Citeer hieronder de volledige tekst over de naheffingsaanslag Bpm, woord voor woord en zonder weglatingen.
:: Leestekst ::
ECLI:NL:RBDHA:2023:8450

Rechtbank Den Haag

Datum uitspraak
30 mei 2023
Publicatiedatum
12 juni 2023
Zaaknummer
AWB - 22 _ 3597
Instantie
Rechtbank Den Haag
Type
Uitspraak
Procedures
  • Eerste aanleg - enkelvoudig
Vindplaatsen
  • Rechtspraak.nl
AI samenvatting door LexboostAutomatisch gegenereerd

Terechtheid en hoogte van naheffingsaanslag Bpm in geschil na schade aan voertuig

In deze zaak heeft de Rechtbank Den Haag op 30 mei 2023 uitspraak gedaan in een geschil over de naheffingsaanslag belasting van personenauto's en motorrijwielen (Bpm) die aan eiser is opgelegd door de inspecteur van de Belastingdienst. Eiser, vertegenwoordigd door zijn gemachtigde mr. S.M. Bothof, heeft beroep ingesteld tegen de handhaving van de naheffingsaanslag door verweerder, die deze had gehandhaafd bij uitspraak op bezwaar van 19 mei 2022. De rechtbank heeft het onderzoek ter zitting op 15 mei 2023 gehouden, waarbij zowel eiser als verweerder vertegenwoordigd waren.

De kern van het geschil betreft de vraag of de naheffingsaanslag terecht en tot het juiste bedrag is opgelegd. Eiser betwist de hoogte van de naheffingsaanslag en stelt dat de waardevermindering van de auto als gevolg van schade hoger is dan door verweerder is vastgesteld. Verweerder heeft zich gebaseerd op een taxatierapport van Domeinen Roerende Zaken (DRZ) en heeft een lager schadebedrag in aanmerking genomen dan eiser heeft voorgesteld. De rechtbank heeft overwogen dat eiser niet heeft aangetoond dat de staat van de auto op het moment van aangifte gelijk was aan die op de datum van taxatie, en dat de bewijslast voor de waardevermindering bij eiser ligt.
:::
:: Uittreksel items ::
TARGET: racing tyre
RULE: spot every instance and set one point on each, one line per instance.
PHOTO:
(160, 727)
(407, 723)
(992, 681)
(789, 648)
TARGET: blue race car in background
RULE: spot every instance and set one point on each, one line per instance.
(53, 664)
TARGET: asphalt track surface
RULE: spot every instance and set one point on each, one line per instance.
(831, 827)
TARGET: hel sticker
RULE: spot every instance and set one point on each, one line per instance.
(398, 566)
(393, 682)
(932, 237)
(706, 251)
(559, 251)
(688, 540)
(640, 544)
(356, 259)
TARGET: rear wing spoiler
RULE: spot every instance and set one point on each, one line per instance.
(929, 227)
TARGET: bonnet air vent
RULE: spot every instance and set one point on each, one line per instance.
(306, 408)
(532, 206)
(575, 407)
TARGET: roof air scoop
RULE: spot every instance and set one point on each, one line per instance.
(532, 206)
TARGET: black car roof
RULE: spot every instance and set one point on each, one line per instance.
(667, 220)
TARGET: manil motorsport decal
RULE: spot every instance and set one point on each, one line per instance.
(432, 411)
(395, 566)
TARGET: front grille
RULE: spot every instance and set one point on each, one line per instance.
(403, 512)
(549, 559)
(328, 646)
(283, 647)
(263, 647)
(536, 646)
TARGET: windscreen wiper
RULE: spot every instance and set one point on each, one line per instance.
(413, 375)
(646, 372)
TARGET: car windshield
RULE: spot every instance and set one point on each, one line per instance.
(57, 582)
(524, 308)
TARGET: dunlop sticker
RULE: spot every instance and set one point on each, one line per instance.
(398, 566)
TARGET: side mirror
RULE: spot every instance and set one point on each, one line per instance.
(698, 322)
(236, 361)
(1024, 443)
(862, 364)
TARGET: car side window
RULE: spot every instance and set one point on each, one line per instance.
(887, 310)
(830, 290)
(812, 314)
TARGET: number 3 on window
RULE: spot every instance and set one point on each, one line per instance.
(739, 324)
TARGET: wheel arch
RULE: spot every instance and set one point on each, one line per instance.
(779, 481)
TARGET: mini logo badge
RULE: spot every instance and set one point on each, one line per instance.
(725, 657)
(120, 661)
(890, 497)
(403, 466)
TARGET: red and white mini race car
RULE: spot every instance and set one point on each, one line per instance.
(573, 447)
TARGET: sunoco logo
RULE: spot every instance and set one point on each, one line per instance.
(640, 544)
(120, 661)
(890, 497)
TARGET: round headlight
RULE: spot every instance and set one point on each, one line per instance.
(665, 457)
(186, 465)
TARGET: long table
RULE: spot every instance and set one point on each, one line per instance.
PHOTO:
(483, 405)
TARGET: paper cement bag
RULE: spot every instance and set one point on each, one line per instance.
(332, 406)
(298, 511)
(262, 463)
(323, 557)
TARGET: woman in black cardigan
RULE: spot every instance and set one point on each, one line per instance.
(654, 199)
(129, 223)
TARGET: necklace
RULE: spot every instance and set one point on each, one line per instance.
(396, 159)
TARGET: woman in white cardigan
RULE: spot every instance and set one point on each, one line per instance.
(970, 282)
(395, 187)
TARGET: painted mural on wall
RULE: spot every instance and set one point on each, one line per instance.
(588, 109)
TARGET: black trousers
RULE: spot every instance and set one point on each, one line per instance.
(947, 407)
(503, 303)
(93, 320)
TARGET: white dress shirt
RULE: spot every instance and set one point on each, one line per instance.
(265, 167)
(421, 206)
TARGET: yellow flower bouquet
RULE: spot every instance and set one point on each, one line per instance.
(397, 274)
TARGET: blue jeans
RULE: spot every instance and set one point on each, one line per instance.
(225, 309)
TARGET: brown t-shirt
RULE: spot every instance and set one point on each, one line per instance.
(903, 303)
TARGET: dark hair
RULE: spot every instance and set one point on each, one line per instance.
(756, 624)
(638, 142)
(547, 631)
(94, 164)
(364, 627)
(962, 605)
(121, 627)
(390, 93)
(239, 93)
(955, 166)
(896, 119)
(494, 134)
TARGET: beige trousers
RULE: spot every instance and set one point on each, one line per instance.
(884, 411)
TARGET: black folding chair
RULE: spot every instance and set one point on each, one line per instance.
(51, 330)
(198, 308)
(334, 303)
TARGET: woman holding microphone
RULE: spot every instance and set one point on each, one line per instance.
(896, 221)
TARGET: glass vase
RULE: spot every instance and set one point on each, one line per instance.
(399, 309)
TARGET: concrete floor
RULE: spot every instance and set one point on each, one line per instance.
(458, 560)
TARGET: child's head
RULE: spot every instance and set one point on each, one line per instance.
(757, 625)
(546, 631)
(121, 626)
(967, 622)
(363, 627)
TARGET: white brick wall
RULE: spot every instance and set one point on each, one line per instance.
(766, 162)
:::
:: Uittreksel items ::
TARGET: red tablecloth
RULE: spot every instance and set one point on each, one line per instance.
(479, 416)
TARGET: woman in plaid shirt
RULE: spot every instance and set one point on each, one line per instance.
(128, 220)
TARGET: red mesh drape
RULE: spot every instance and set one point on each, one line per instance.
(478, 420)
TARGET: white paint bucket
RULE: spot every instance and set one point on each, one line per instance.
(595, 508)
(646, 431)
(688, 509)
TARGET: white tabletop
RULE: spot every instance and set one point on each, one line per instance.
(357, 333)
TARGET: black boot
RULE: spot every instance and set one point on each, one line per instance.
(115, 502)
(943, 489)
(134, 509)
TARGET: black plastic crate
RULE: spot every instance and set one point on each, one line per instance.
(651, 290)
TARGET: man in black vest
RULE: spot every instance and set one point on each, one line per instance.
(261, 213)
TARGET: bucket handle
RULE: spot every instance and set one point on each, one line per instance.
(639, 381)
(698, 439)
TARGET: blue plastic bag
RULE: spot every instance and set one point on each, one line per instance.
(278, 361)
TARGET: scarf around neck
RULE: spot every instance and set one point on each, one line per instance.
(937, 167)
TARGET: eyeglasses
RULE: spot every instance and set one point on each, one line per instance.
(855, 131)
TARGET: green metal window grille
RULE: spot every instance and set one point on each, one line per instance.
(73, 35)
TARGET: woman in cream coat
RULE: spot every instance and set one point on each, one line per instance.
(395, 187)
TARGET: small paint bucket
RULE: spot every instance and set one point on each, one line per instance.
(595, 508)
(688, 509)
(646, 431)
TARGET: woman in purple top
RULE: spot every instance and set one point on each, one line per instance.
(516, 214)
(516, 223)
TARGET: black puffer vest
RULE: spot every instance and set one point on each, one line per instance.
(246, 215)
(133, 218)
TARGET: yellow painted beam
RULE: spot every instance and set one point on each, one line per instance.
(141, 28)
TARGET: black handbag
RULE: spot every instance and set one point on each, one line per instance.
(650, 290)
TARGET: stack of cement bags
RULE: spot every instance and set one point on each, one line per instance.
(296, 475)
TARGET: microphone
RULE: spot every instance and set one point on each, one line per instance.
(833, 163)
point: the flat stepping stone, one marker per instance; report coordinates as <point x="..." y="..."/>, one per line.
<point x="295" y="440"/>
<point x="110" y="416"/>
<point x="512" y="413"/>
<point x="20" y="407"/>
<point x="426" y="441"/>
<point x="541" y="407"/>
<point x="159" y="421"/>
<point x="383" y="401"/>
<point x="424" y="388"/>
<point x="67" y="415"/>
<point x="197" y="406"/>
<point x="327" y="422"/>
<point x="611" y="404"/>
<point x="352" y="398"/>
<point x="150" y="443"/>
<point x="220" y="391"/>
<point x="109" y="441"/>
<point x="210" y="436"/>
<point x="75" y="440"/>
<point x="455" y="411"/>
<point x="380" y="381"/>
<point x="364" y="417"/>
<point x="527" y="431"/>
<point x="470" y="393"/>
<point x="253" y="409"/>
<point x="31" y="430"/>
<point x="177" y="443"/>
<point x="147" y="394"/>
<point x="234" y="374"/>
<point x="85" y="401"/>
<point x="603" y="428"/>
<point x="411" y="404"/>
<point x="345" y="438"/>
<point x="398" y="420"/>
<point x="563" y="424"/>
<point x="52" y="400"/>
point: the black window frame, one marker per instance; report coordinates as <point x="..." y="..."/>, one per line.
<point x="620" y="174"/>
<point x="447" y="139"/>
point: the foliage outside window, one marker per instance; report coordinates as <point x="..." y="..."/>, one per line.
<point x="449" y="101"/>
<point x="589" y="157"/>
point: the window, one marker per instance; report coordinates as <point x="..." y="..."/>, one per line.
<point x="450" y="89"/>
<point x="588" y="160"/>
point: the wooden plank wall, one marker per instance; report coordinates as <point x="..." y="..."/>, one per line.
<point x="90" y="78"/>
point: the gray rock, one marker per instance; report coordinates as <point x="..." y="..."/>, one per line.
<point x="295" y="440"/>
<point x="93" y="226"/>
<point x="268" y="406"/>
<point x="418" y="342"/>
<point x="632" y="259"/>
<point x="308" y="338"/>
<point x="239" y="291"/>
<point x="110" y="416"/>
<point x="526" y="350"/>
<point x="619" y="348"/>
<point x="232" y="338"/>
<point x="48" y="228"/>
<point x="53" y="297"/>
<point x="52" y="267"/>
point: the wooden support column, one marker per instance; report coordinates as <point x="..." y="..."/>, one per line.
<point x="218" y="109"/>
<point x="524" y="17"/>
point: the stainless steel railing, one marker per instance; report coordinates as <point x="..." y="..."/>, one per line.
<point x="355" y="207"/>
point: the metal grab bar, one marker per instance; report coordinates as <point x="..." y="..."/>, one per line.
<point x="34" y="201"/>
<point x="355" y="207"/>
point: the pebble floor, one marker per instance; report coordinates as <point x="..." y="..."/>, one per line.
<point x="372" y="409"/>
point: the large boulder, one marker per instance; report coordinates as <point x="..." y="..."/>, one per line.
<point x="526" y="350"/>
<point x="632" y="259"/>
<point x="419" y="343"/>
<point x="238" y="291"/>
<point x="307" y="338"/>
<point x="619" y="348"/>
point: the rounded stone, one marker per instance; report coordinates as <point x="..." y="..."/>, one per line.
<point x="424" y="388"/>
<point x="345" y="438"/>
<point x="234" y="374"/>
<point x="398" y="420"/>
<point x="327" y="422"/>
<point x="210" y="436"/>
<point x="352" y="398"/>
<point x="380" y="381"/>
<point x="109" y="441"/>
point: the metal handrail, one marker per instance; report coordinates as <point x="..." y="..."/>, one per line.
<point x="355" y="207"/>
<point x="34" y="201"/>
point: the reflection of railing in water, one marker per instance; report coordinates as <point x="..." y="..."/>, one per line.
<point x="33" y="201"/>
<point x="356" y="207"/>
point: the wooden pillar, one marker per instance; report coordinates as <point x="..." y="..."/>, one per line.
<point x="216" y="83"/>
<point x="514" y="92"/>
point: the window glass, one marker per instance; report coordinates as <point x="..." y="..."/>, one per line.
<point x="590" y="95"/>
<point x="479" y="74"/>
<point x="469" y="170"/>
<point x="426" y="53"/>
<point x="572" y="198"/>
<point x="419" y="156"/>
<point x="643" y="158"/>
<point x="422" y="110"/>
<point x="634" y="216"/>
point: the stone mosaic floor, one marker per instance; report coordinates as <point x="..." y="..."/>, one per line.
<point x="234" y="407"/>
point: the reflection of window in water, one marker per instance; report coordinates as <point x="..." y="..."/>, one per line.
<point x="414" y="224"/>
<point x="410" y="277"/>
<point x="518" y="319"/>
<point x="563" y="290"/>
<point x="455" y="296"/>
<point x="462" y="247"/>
:::
Antwoord:
ECLI:NL:RBDHA:2023:8450

Rechtbank Den Haag

Datum uitspraak
30 mei 2023
Publicatiedatum
12 juni 2023
Zaaknummer
AWB - 22 _ 3597
Instantie
Rechtbank Den Haag
Type
Uitspraak
Procedures
  • Eerste aanleg - enkelvoudig
Vindplaatsen
  • Rechtspraak.nl
AI samenvatting door LexboostAutomatisch gegenereerd

Terechtheid en hoogte van naheffingsaanslag Bpm in geschil na schade aan voertuig

In deze zaak heeft de Rechtbank Den Haag op 30 mei 2023 uitspraak gedaan in een geschil over de naheffingsaanslag belasting van personenauto's en motorrijwielen (Bpm) die aan eiser is opgelegd door de inspecteur van de Belastingdienst. Eiser, vertegenwoordigd door zijn gemachtigde mr. S.M. Bothof, heeft beroep ingesteld tegen de handhaving van de naheffingsaanslag door verweerder, die deze had gehandhaafd bij uitspraak op bezwaar van 19 mei 2022. De rechtbank heeft het onderzoek ter zitting op 15 mei 2023 gehouden, waarbij zowel eiser als verweerder vertegenwoordigd waren.

De kern van het geschil betreft de vraag of de naheffingsaanslag terecht en tot het juiste bedrag is opgelegd. Eiser betwist de hoogte van de naheffingsaanslag en stelt dat de waardevermindering van de auto als gevolg van schade hoger is dan door verweerder is vastgesteld. Verweerder heeft zich gebaseerd op een taxatierapport van Domeinen Roerende Zaken (DRZ) en heeft een lager schadebedrag in aanmerking genomen dan eiser heeft voorgesteld. De rechtbank heeft overwogen dat eiser niet heeft aangetoond dat de staat van de auto op het moment van aangifte gelijk was aan die op de datum van taxatie, en dat de bewijslast voor de waardevermindering bij eiser ligt.